- **What is asked**
Pull out each line in the rows below that contains the string "flower". Case counts.

- **Data excerpts**
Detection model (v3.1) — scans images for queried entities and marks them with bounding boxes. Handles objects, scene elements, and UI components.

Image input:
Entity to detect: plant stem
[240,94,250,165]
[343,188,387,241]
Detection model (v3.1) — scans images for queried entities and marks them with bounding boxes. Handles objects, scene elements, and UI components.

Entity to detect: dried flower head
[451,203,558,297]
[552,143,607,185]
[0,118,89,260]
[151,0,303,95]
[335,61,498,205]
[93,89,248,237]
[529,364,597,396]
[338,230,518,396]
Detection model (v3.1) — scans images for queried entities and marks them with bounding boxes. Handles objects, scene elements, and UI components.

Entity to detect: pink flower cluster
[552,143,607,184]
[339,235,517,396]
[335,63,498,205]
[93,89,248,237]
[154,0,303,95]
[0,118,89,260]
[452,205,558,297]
==
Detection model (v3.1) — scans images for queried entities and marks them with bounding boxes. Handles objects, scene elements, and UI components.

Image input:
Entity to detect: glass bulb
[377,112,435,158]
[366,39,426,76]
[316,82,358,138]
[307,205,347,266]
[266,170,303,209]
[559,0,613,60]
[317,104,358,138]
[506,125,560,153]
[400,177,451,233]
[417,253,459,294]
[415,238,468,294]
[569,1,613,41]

- **Task output**
Entity to detect: dried flower head
Entity to detect: pink flower cluster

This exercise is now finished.